## [Exercise aim]
Name each person mentioned in the review below, listing every one only once.

## [Exercise text]
::::

The real fulcrum of the movie’s humor is Maher’s reproachful face, with its active brow over a firm, armored jaw. As his interlocutors twist themselves into knots of absurdity, overcompensation and religious cant, his disbelief flickers through his eyes, forces a tic and causes the whole to sway uneasily before Maher explodes in outrage. At other times, the features freeze in a mask of dull fear while his eyes seem to implore the interviewee to follow misplaced metaphysical rhetoric with some shred of sense.
Maher’s exasperation works in tandem with Larry Charles’s elastic editing, which is part Woody Allen and part “60 Minutes.” The subtitles that pop up to diffuse disinformation being perpetrated onscreen owe a debt to Allen’s “Annie Hall”, but some of the funniest gags come when Charles ducks away from one subject to flash to another, who contradicts the first. It’s a documentary version of pulling Marshall McLuhan from behind the potted palm to refute the loudmouth on the movie line.

::::

## [Raw data]
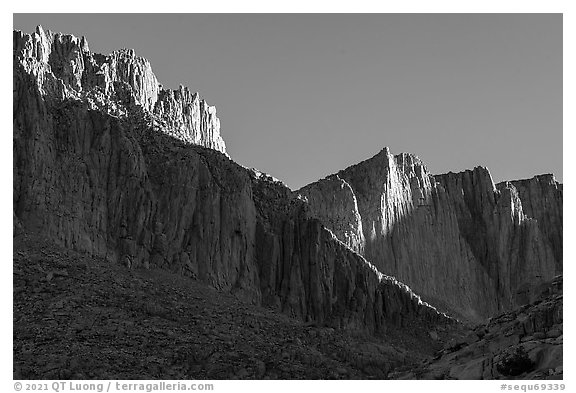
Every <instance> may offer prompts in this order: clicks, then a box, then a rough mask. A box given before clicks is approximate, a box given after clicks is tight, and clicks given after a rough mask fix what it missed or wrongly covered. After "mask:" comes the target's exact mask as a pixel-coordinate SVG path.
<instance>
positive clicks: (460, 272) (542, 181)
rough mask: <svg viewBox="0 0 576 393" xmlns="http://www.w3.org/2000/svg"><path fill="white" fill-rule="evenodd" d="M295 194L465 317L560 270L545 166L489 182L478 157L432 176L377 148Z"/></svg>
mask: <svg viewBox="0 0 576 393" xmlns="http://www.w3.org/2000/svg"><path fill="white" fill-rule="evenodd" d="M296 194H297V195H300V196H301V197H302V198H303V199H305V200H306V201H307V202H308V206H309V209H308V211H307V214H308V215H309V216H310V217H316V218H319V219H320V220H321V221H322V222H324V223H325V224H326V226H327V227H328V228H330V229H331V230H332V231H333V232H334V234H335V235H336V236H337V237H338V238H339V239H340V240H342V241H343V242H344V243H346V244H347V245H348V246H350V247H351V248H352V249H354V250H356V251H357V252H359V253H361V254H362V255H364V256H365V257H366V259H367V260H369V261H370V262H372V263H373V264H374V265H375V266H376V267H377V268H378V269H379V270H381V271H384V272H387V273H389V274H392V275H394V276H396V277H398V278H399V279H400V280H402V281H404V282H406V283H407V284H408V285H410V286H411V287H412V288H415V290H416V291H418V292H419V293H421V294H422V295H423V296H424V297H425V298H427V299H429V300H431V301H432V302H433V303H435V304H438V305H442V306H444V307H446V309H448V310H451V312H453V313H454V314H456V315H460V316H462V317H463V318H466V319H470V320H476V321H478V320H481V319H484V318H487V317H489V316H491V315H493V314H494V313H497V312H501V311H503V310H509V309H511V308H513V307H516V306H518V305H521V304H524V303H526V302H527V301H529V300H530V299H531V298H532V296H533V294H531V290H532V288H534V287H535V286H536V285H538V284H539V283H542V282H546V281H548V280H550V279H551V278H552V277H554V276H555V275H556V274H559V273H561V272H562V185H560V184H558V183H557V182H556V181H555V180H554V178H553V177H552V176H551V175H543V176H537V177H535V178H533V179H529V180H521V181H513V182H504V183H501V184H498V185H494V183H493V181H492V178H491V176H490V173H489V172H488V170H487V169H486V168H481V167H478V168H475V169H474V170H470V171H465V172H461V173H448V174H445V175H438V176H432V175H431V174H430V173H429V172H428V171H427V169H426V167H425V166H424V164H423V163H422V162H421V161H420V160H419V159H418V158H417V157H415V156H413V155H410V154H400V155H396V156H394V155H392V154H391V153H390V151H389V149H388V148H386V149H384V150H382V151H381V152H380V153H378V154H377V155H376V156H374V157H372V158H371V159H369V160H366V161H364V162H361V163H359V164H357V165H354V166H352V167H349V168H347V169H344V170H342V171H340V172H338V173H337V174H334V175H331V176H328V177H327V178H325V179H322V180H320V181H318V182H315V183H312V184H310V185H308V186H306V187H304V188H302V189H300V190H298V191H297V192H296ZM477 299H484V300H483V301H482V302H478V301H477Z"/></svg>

::::

## [Output for this exercise]
Maher, Larry Charles, Woody Allen, Marshall McLuhan